▸ Stated task:
Copy the lines beginning with the one containing "Q: Point to the eyelid" and ending with the one containing "x=135, y=310", substituting "long dark hair" for "long brown hair" and leaving everything else as it is.

(Dataset rows)
********************
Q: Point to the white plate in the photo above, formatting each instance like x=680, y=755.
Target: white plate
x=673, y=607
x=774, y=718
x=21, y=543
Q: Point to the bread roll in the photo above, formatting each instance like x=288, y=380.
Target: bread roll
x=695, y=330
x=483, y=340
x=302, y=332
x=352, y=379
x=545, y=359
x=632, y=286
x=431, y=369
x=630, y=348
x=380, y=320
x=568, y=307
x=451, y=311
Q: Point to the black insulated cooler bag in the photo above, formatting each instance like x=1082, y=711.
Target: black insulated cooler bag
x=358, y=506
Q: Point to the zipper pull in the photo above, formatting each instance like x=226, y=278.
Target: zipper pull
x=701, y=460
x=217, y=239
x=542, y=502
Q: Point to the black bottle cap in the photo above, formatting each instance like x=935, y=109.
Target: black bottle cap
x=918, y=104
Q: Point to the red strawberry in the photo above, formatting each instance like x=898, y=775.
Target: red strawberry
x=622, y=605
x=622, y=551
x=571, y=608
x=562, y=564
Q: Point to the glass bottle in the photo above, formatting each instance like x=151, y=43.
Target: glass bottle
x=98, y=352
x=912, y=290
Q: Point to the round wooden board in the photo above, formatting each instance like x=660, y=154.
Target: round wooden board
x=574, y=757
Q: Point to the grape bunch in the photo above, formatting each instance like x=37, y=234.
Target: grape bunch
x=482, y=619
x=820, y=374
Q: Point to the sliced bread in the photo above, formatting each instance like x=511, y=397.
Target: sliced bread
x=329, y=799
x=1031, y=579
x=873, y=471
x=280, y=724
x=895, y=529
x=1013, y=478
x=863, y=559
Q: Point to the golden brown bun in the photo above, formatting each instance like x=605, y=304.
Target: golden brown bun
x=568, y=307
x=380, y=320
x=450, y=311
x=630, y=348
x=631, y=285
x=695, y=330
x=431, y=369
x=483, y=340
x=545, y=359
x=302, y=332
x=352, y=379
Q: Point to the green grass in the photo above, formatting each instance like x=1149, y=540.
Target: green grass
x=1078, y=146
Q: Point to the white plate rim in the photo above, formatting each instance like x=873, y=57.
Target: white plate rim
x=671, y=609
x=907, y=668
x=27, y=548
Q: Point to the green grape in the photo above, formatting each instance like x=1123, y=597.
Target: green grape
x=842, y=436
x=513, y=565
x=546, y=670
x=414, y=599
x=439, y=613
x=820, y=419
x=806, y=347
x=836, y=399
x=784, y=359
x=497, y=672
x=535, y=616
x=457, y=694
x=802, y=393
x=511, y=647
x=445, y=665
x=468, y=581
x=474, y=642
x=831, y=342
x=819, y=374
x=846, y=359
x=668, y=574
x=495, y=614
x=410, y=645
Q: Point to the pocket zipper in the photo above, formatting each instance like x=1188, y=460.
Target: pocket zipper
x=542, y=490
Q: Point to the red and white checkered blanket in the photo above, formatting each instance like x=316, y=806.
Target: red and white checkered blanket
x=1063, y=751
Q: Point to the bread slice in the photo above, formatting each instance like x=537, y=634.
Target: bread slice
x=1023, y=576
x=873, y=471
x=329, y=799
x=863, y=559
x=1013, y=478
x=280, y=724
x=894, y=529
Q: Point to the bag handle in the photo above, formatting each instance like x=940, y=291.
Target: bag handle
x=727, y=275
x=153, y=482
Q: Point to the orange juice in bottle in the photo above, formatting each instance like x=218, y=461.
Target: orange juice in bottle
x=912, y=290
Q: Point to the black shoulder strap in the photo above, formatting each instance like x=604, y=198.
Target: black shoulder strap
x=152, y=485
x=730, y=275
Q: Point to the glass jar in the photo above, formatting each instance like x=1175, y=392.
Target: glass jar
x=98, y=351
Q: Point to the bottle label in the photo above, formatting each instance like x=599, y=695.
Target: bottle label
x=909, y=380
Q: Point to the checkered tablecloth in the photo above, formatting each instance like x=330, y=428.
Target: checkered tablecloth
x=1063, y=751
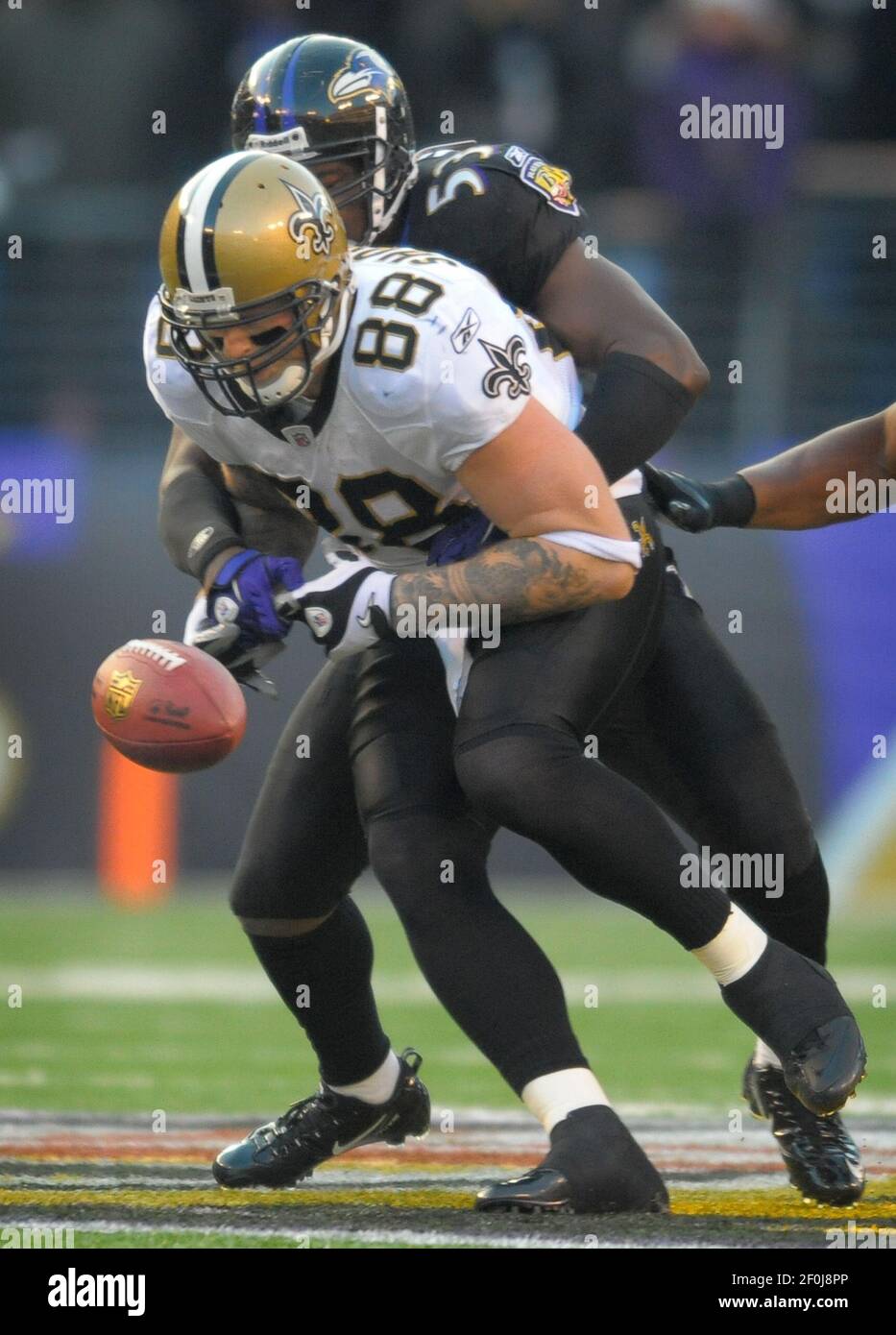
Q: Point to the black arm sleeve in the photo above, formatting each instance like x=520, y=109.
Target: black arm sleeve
x=197, y=521
x=633, y=409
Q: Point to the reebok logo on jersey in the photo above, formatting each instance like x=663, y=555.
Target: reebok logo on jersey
x=320, y=619
x=465, y=331
x=365, y=621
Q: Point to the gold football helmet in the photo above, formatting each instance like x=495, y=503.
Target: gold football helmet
x=252, y=236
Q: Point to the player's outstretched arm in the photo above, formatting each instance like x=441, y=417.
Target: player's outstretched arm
x=804, y=488
x=648, y=372
x=568, y=544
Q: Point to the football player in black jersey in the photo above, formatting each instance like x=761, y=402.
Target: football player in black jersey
x=690, y=732
x=804, y=488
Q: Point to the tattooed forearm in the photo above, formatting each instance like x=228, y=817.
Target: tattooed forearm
x=525, y=577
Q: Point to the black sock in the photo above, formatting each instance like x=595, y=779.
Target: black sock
x=799, y=916
x=784, y=998
x=496, y=983
x=324, y=978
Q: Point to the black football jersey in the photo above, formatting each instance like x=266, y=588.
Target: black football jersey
x=496, y=207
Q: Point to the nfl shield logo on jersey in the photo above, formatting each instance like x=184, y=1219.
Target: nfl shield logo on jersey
x=120, y=693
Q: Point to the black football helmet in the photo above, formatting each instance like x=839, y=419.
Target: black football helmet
x=327, y=99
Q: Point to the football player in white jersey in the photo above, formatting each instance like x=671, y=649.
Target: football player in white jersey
x=265, y=334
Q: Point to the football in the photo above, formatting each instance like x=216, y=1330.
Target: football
x=168, y=707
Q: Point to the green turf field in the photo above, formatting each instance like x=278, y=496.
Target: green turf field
x=127, y=1012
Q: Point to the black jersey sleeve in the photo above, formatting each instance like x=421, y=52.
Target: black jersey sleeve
x=498, y=208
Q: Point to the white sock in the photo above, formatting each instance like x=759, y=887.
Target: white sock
x=551, y=1098
x=376, y=1088
x=735, y=951
x=763, y=1056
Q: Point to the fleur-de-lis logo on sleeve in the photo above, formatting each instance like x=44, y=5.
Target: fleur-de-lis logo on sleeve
x=509, y=369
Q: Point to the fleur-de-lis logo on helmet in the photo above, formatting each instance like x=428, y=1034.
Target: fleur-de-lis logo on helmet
x=310, y=226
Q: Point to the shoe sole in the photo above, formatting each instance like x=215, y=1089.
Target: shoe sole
x=808, y=1198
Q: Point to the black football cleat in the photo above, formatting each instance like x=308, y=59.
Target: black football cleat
x=284, y=1151
x=594, y=1167
x=820, y=1156
x=795, y=1007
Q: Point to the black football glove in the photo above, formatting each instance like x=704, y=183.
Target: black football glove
x=349, y=609
x=697, y=506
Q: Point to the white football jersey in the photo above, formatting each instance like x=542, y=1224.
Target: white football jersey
x=434, y=365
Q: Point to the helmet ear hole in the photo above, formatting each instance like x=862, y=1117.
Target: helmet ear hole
x=284, y=297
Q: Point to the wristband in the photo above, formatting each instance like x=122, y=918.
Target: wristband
x=734, y=502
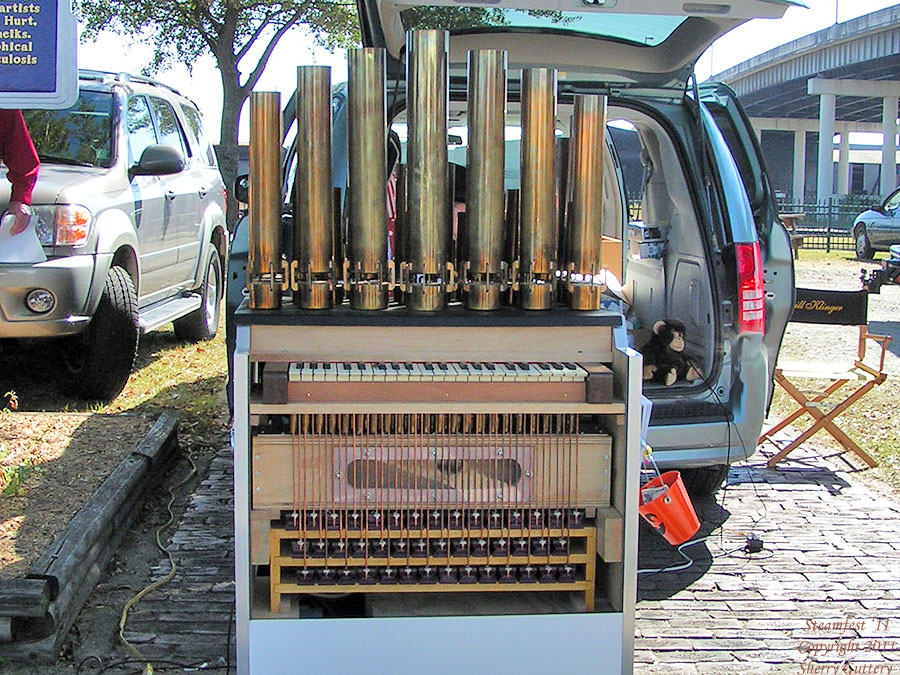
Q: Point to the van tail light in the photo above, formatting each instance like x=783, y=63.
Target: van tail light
x=751, y=290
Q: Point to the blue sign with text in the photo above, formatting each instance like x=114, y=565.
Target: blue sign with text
x=37, y=53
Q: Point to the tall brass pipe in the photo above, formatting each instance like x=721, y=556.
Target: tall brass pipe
x=264, y=273
x=586, y=224
x=428, y=197
x=538, y=226
x=485, y=194
x=367, y=232
x=314, y=208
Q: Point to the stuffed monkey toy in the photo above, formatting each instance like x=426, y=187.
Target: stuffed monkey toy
x=664, y=358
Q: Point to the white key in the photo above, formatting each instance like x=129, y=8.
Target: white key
x=491, y=373
x=442, y=372
x=546, y=371
x=535, y=374
x=456, y=374
x=508, y=372
x=558, y=371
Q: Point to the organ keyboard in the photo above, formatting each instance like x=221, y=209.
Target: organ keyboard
x=440, y=381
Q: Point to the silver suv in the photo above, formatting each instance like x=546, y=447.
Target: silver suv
x=130, y=209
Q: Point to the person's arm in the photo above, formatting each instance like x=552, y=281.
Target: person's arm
x=22, y=163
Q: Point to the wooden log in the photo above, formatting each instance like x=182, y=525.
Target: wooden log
x=24, y=597
x=72, y=565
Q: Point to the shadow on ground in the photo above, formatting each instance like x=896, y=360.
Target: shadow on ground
x=36, y=371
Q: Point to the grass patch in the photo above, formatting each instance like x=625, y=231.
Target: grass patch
x=169, y=373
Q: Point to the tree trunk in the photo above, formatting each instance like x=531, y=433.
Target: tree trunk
x=233, y=99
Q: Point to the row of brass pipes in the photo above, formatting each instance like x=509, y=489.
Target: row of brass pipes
x=422, y=267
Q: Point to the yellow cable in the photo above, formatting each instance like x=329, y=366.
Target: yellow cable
x=148, y=669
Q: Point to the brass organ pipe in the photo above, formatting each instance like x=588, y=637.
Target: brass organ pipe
x=484, y=178
x=264, y=275
x=428, y=198
x=586, y=225
x=313, y=212
x=367, y=233
x=538, y=227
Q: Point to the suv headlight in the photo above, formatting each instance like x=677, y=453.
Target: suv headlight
x=62, y=224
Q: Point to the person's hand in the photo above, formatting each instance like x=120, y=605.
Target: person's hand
x=22, y=213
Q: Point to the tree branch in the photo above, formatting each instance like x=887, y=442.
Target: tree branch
x=257, y=72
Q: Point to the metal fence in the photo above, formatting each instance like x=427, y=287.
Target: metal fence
x=822, y=226
x=813, y=226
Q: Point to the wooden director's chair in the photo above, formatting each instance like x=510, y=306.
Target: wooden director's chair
x=843, y=308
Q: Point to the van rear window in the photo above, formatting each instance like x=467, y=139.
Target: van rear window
x=649, y=30
x=80, y=135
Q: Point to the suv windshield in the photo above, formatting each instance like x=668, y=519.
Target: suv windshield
x=633, y=28
x=80, y=135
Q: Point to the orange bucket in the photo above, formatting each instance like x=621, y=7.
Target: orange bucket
x=671, y=513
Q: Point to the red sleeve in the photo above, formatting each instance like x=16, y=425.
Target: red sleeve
x=18, y=153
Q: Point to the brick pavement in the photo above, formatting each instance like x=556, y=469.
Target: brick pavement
x=832, y=553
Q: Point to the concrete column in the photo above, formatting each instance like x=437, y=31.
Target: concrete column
x=799, y=187
x=843, y=186
x=825, y=171
x=889, y=145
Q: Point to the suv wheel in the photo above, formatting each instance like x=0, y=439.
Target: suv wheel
x=704, y=481
x=104, y=357
x=861, y=243
x=202, y=323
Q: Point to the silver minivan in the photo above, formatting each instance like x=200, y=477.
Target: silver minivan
x=685, y=174
x=128, y=226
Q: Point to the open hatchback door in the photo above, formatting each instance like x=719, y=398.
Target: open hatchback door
x=626, y=44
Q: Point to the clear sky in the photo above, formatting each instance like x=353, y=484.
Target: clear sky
x=755, y=37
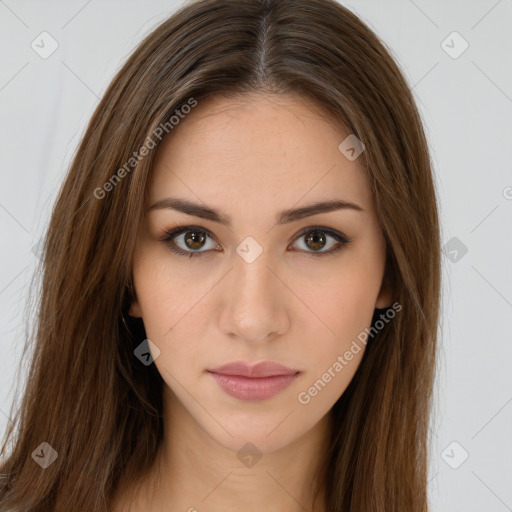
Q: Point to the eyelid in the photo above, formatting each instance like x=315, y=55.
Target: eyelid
x=175, y=231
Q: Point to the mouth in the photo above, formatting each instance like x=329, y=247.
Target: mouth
x=253, y=382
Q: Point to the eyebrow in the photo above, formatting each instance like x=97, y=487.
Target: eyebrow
x=283, y=217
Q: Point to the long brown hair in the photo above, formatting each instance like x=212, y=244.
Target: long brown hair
x=86, y=394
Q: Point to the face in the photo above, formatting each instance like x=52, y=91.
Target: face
x=245, y=280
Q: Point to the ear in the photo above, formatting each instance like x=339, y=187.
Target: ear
x=135, y=310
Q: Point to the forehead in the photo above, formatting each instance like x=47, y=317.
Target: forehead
x=257, y=150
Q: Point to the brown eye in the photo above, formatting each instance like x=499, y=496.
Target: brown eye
x=194, y=240
x=316, y=240
x=189, y=241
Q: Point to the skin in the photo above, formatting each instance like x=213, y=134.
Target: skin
x=251, y=157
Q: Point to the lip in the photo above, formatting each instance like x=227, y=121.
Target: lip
x=253, y=382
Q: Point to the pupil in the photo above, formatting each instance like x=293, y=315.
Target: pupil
x=315, y=236
x=194, y=237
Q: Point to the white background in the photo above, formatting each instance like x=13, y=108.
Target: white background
x=466, y=103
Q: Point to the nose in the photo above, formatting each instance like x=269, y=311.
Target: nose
x=255, y=305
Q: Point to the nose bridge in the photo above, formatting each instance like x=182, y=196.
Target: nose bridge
x=254, y=305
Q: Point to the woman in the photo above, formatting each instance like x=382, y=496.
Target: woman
x=240, y=293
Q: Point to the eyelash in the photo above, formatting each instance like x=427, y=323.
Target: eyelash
x=168, y=240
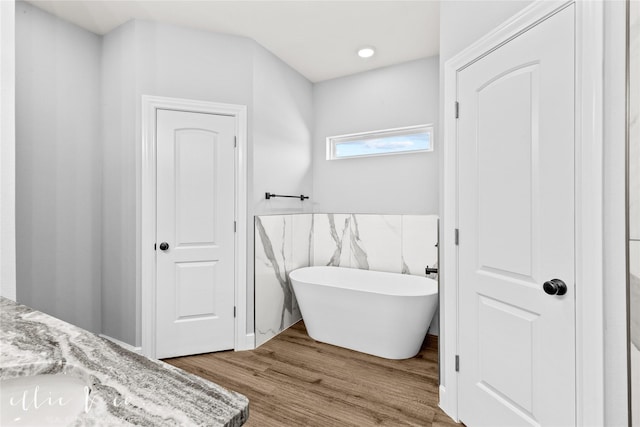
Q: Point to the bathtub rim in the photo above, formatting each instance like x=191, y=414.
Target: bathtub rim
x=432, y=284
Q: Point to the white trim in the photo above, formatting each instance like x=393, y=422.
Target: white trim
x=590, y=213
x=243, y=340
x=7, y=151
x=589, y=202
x=122, y=344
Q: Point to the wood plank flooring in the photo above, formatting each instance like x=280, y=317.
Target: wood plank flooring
x=293, y=380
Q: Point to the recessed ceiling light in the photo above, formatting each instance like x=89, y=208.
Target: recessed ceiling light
x=366, y=52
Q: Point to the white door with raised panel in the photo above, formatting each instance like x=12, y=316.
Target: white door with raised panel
x=516, y=222
x=195, y=233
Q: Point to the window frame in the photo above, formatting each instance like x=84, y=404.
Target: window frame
x=332, y=141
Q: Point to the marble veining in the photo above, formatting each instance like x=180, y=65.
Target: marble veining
x=282, y=244
x=392, y=243
x=125, y=388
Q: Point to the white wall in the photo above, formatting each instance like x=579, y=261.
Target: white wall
x=146, y=58
x=7, y=151
x=280, y=158
x=396, y=96
x=615, y=273
x=58, y=167
x=120, y=290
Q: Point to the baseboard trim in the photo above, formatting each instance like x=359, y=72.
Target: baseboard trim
x=431, y=342
x=122, y=344
x=247, y=342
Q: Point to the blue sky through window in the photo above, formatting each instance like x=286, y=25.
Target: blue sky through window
x=397, y=142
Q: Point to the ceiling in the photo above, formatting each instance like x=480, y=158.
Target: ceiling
x=317, y=38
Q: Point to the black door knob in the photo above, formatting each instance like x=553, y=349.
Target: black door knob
x=555, y=287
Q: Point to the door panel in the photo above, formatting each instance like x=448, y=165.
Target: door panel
x=195, y=214
x=516, y=221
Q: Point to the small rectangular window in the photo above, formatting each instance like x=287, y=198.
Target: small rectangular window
x=410, y=139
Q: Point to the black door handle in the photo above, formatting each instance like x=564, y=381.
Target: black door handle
x=555, y=287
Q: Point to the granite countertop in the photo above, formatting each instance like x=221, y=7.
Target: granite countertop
x=126, y=388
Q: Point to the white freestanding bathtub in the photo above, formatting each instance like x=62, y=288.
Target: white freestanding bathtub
x=384, y=314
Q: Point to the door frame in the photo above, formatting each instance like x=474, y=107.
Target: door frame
x=589, y=204
x=147, y=225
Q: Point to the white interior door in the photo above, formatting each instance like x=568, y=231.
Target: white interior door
x=195, y=233
x=516, y=222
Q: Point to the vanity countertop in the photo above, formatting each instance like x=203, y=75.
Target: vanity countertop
x=126, y=388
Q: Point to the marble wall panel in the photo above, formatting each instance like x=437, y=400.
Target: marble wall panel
x=394, y=243
x=275, y=245
x=332, y=240
x=376, y=242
********************
▸ Task solution:
Q: Point to the eyelid in the photo above, formatting each instance like x=315, y=55.
Target: eyelid
x=175, y=231
Q: Point to the mouth in the photo above, formatting each instance like x=329, y=247.
Target: mouth
x=253, y=382
Q: Point to the eyebrow in the photo above, formatting each instance like x=97, y=487.
Target: eyebrow
x=283, y=217
Q: Point to the long dark hair in the photo above, formatting each instance like x=212, y=244.
Target: long dark hair
x=86, y=394
Q: Point to the face in the photo above, formatting each instance like x=52, y=91.
Target: face
x=245, y=280
Q: Point to the ear in the photo above, formatting each instance like x=339, y=187.
Target: ear
x=135, y=310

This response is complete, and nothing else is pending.